--- O que fazer ---
a – Segundo o excerto sobre a fotografia na sonda Voyager, que função tinha para a NASA a imagem da mulher a varrer folhas debaixo de uma árvore? Responda em uma a três frases.
b – Diga se cada afirmação concorda com o excerto sobre a fotografia na sonda Voyager. Responda sim ou não e cite as palavras do excerto que o decidem: (i) a fotógrafa considerava aquela fotografia a sua favorita; (ii) a fotografia foi tirada num trabalho no estado de West Virginia; (iii) a fotógrafa falou da fotografia a várias pessoas durante vinte anos.

--- Excerto do documento ---

Há uma “outra fotografia” que está na sonda Voyager. Vai ficar para sempre no espaço.
Foi uma fotografia que a NASA [agência espacial norte-americana] pediu à National Geographic, que fui eu que tirei mas os direitos de autor eram deles. Mas era uma foto realmente normal que eu tinha tirado num trabalho que estava a fazer no estado de West Virginia. Nem sequer era uma história muito interessante para mim, na verdade até estava a ser um projeto frustrante (suspira). É uma mulher debaixo de uma árvore a varrer folhas. Não é a minha favorita, nem de perto nem de longe, não tem significado nenhum para mim. Eu nunca a mostrei a ninguém nem falei sobre ela durante vinte anos porque tinha vergonha da fotografia! Mas agora penso: não importa se a fotografia é boa ou não, é tão fixe ter uma foto no espaço!
O que acha que tinha essa foto de tão especial para a NASA e que a Jodi não reparou?
O que me explicaram é que a foto serve para, se alguma vez fosse intercetada por outro… hmm… outras pessoas espaciais, não sei bem (risos), para que esses seres entendessem como era a vida na Terra. Houve uma série de fotografias escolhidas e esta, a minha que foi selecionada, servia para explicar em escala o tamanho de um ser humano em comparação com o de uma árvore. E servia também para lhes mostrar como as folhas da árvore mudam de verde para amarelo e para eles verem como depois caíam.
Está muitas vezes envolvida em situações agrestes, que despertam sentimentos de agonia, de frustração e de revolta. Como é que digere essas sensações?

--- Itens fornecidos ---
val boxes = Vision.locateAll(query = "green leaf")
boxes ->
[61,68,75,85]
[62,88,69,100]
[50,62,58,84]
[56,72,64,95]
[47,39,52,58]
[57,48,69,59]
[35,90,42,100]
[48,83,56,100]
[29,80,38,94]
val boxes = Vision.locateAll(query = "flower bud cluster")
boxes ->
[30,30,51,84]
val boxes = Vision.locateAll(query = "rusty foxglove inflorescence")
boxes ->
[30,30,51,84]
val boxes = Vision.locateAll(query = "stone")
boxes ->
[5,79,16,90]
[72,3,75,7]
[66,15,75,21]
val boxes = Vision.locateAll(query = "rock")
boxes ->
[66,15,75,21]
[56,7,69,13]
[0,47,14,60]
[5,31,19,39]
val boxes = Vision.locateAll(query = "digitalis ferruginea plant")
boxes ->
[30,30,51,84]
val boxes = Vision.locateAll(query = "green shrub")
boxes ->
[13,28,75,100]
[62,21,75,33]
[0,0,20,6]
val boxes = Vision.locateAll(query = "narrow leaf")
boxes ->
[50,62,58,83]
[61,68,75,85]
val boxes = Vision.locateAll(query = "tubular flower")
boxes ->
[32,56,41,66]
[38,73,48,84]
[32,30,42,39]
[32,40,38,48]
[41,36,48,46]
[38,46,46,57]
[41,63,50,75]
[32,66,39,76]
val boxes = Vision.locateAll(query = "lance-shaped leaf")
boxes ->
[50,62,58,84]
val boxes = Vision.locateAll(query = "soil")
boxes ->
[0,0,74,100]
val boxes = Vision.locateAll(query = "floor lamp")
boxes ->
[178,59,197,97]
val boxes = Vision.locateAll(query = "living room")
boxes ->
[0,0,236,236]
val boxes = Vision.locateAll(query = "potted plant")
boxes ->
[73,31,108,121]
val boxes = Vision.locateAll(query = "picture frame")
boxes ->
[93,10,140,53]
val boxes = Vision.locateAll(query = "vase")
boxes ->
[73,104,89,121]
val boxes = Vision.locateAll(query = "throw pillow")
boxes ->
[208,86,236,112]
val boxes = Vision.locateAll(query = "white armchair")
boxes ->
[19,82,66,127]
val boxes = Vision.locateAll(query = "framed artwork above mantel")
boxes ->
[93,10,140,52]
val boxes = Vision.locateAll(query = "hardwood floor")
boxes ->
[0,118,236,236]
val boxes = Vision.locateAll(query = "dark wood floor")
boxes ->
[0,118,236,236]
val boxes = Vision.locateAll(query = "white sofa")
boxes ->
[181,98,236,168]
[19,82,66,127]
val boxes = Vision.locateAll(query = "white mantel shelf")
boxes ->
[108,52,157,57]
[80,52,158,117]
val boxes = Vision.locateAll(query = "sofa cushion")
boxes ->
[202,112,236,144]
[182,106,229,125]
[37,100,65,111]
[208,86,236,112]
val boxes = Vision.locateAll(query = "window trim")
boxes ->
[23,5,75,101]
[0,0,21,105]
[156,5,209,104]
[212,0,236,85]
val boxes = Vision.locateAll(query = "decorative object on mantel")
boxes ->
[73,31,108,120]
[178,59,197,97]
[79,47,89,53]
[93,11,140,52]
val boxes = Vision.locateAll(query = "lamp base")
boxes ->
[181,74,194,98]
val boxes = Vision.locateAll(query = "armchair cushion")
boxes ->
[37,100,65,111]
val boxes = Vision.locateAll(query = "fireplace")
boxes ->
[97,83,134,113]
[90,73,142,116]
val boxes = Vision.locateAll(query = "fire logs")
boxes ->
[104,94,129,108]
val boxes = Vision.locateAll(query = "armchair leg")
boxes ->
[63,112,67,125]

--- Respostas por tarefa ---
a – A fotografia servia para que seres de fora da Terra, se alguma vez intercetassem a sonda, entendessem como era a vida na Terra. Mostrava em escala o tamanho de um ser humano em comparação com o de uma árvore. Mostrava também como as folhas mudam de verde para amarelo e depois caem.

b –
(i) Não: "Não é a minha favorita, nem de perto nem de longe"
(ii) Sim: "num trabalho que estava a fazer no estado de West Virginia"
(iii) Não: "Eu nunca a mostrei a ninguém nem falei sobre ela durante vinte anos"